=== KUTIPAN TEKS ===
+--
Background

Etalase Tubuh



Pentas Teater Lakon

ETALASE TUBUH : RINTIHAN JIWA KESEPIAN

Oleh Arif M. Rasyid

Kamis pagi, tanggal 1/11/2012. Pagi itu, cuaca menunjukkan rasa ibanya kepada manusia dengan mengeluarkan cuaca yang sangat bersahabat. Meskipun cuaca menunjukkan rasa empatinya yang sangat dalam kepada manusia, sangat disayangkan jalanan Kota Bandung tidak selalu bersahabat dengan para pengendara kuda besi. Sehingga hal tersebut membuat sebagian orang sudah mengeluarkan uratnya pagi itu. Namun, ada hal yang cukup menarik terjadi di Gedung kesenian Rumentang Siang Jl. Baranang Siang I Kota Bandung. Gedung tersebut mendadak dipenuhi oleh beberapa orang beransel. Mereka bukan sekumpulan backpacker yang sedang mencari hotel untuk menginap, bukan pula sekumpulan pedagang kaki lima yang sedang mencari lapak, ataupun sekumpulan pengungsi yang sedang mencari tempat untuk berlindung. Mereka adalah mahasiswa yang sedang haus akan tontonan teater.
+--
=== DATA YANG DIBERIKAN ===
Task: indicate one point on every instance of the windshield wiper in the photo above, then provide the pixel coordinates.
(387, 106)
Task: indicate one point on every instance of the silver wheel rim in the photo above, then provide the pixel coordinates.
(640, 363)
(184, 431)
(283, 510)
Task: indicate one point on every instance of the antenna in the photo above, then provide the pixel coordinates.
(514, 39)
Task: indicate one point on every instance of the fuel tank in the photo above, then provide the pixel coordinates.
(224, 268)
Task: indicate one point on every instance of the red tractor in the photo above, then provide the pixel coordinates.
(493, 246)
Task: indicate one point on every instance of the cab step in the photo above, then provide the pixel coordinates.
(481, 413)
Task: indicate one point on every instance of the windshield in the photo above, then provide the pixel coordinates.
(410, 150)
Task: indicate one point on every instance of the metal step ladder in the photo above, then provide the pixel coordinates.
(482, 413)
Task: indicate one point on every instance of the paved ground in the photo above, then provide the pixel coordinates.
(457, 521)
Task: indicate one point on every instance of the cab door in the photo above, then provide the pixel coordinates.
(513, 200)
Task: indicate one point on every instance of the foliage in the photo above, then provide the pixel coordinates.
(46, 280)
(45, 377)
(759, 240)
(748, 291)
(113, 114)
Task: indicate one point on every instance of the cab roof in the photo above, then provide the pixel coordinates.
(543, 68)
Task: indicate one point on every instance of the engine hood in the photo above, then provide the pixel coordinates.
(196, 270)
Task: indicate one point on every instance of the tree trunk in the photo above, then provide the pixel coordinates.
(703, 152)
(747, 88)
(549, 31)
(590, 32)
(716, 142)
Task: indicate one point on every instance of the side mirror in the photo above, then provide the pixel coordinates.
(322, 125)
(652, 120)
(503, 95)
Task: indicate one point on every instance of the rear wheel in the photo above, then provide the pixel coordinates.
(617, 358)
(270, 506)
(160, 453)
+--
=== LATIHAN 1 ===
Tulis ulang bagian ulasan pentas teater yang dibuka dengan kata-kata "Oleh Arif M." dan ditutup dengan "akan tontonan teater.", lalu tukar "kuda besi" dengan "sepeda motor".
=== LATIHAN 2 ===
Teruskan ulasan pentas teater Etalase Tubuh mulai dari kalimat terakhir yang tertulis.

=== JAWABAN TERTULIS 1 ===
Oleh Arif M. Rasyid

Kamis pagi, tanggal 1/11/2012. Pagi itu, cuaca menunjukkan rasa ibanya kepada manusia dengan mengeluarkan cuaca yang sangat bersahabat. Meskipun cuaca menunjukkan rasa empatinya yang sangat dalam kepada manusia, sangat disayangkan jalanan Kota Bandung tidak selalu bersahabat dengan para pengendara sepeda motor. Sehingga hal tersebut membuat sebagian orang sudah mengeluarkan uratnya pagi itu. Namun, ada hal yang cukup menarik terjadi di Gedung kesenian Rumentang Siang Jl. Baranang Siang I Kota Bandung. Gedung tersebut mendadak dipenuhi oleh beberapa orang beransel. Mereka bukan sekumpulan backpacker yang sedang mencari hotel untuk menginap, bukan pula sekumpulan pedagang kaki lima yang sedang mencari lapak, ataupun sekumpulan pengungsi yang sedang mencari tempat untuk berlindung. Mereka adalah mahasiswa yang sedang haus akan tontonan teater.

=== JAWABAN TERTULIS 2 ===
Mereka rela untuk datang pagi-pagi ke G.K Rumentang Siang hanya untuk menonton sebuah pertunjukkan teater yang ditampilkan oleh kelompok teater Lakon UPI Bandung. Kelompok teater ini merupakan kelompok teater yang sudah tidak diragukan lagi eksistensinya di dunia pertunjukkan seni peran, mereka telah menelurkan karya yang tidak sedikit. Karya-karya seni pertunjukkan teater Lakon tidak hanya mengangkat karya-karya yang ditulis oleh sastrawan-sastrawan besar saja, melainkan teater Lakon membuat sendiri naskah-naskah drama tersebut melalui sutradara mereka ataupun anggota teater Lakon yang lainnya, dan teater Lakon ini sudah sering mendapatkan berbagai penghargaan baik ditingkat propinsi maupun ditingkat nasional. Teater Lakon adalah sebuah unit kegiatan mahasiswa yang ada di Universitas Pendidikan Indonesia (UPI).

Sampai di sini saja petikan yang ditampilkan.